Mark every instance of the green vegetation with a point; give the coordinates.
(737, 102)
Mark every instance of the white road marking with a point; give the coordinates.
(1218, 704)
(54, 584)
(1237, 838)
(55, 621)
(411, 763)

**What to work on:** Please write out all the data above again, adding 112 to each number in the answer coordinates and leaving the other lines unchanged.

**The solution:**
Mark every instance of the green vegetation with a point; give the coordinates.
(849, 214)
Mark every instance of the white road marking with a point; give the coordinates.
(1330, 816)
(166, 696)
(1349, 950)
(167, 733)
(523, 875)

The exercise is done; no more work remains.